--- ABOUT THIS TASK ---
Copy out all lines in the material below that contain the string "grass".

--- PROVIDED RECORDS ---
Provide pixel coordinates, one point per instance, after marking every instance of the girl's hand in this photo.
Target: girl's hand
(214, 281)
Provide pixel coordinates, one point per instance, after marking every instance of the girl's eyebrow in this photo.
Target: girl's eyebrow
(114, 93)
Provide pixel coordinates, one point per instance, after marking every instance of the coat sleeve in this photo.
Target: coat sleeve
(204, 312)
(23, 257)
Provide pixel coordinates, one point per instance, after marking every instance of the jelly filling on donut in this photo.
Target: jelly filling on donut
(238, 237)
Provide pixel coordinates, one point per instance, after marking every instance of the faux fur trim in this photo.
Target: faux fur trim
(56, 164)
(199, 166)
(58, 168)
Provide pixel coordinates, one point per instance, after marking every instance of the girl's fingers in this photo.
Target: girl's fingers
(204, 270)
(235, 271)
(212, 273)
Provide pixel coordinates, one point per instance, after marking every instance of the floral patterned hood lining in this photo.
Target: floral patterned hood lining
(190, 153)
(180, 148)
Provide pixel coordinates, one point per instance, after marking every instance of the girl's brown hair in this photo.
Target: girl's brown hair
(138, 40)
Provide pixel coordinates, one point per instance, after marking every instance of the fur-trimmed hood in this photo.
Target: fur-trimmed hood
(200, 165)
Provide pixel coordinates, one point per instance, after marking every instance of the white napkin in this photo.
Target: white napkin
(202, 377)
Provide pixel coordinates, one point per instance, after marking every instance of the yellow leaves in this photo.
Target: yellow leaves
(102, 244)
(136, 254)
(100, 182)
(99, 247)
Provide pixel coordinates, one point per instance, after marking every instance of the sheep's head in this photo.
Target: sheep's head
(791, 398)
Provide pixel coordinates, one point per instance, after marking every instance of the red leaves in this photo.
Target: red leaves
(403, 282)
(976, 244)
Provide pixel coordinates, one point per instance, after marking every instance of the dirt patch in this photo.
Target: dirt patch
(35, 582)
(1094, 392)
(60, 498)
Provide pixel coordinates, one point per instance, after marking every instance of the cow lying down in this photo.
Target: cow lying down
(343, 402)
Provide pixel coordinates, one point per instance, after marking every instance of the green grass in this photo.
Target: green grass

--- WRITTEN RESPONSE ---
Provide pixel coordinates, one point per instance, after marking every instance of the green grass in this photo.
Target: green grass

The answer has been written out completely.